◆ Work instruction
Repeat every line that appears below, with nothing altered.

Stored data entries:
________________________
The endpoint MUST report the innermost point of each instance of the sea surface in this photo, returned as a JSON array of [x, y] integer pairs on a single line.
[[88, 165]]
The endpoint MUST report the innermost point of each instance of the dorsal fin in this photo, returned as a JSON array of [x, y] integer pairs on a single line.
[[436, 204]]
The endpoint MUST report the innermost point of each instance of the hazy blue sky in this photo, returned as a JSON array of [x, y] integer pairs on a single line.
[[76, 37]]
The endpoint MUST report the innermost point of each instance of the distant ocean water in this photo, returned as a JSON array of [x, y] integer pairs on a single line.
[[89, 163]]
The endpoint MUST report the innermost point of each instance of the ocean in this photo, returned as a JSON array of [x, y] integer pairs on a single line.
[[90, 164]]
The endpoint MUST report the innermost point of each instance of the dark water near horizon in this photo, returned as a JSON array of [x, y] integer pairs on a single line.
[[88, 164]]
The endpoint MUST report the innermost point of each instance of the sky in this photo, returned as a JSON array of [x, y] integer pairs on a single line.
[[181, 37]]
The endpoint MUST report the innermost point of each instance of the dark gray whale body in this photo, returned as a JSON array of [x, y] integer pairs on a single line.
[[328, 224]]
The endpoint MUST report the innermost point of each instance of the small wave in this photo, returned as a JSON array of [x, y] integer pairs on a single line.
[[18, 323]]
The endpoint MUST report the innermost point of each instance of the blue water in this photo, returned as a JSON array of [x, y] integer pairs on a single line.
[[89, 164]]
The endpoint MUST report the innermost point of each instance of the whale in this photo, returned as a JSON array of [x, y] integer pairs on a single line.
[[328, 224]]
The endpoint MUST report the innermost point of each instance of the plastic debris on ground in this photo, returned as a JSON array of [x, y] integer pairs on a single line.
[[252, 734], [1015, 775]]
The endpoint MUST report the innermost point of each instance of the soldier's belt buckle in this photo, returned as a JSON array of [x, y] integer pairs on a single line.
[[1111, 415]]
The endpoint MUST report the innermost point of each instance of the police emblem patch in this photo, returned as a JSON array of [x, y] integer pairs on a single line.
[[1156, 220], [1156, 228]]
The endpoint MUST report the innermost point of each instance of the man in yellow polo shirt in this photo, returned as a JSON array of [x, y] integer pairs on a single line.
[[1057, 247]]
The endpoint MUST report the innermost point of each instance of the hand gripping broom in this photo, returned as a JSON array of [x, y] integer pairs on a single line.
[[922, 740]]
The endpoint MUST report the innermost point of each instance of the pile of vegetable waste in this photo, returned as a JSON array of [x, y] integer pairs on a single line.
________________________
◆ Your response
The endpoint MUST report the innermost point of each instance of the sea surface in this photo, returned as a JSON array of [x, y] integer pairs on a single line.
[[88, 165]]
The endpoint MUST report the innermost point of each instance of the dorsal fin in this photo, returned as a JSON array of [x, y] integer pairs on a single line.
[[436, 204]]
The endpoint MUST report the innermost point of each instance of the hazy blue sky in this photo, returned as a JSON array of [x, y] integer pairs on a single line.
[[76, 37]]
The endpoint MUST report the innermost point of each instance of the distant ocean water in this photo, returned as a JSON array of [x, y] integer pairs on a single line.
[[89, 163]]
The endpoint MUST report the innermost point of each instance of the ocean in this photo, returned as a JSON array of [x, y] integer pairs on a single line.
[[90, 164]]
The endpoint MUST report the innermost point of each instance of the dark water near horizon in this photo, returned as a JSON array of [x, y] integer pairs on a single line.
[[88, 164]]
The endpoint MUST report the innermost point of each instance of the sky in this photo, returned as a JSON array of [x, y] integer pairs on a single line.
[[181, 37]]
The endpoint MUST report the innermost point of each instance of the dark gray whale body in this photo, returned as a JSON array of [x, y] integer pairs on a single line.
[[328, 224]]
The endpoint MUST report the innermost point of each instance of the small wave in this photo, returned as a JSON array of [x, y] integer pairs on a single line.
[[18, 323]]
The endpoint MUST report the innermost point of each instance of the blue water in this photo, returned as a JSON array of [x, y] integer pairs on a single line.
[[89, 164]]
The endpoint MUST report the innermost point of each instance of the whale in this photo, returned as a JSON array of [x, y] integer pairs on a single line.
[[328, 224]]
The endpoint MUST report the innermost point of each instance of the plastic debris on ground in this photo, returned as a JSON array of [x, y] integer pairs on a single line.
[[252, 734], [1015, 775]]
The endpoint MUST report the innermost point of each instance of the soldier's belt buckle in this photo, returned as a JSON array of [x, y] integer pairs on a single line.
[[1111, 415]]
The endpoint MUST report the innermost point of each instance of the police emblem patch in this photo, returned as a JSON array of [x, y] integer pairs on a single line.
[[1156, 220], [1156, 228]]
The endpoint MUST report the innermost point of each instance of the man in yellow polo shirt in this photo, returned as a JSON array of [x, y] integer pairs on a single line.
[[1057, 247]]
The endpoint MUST report the innermost point of each instance of the hand gripping broom in this photo, returned as a JSON array of [x, y] integer pairs on a single line.
[[922, 740]]
The endpoint MUST report the innermost point of each instance of the pile of vegetable waste in this photo, returned as a JSON array of [x, y] integer pairs on a single line.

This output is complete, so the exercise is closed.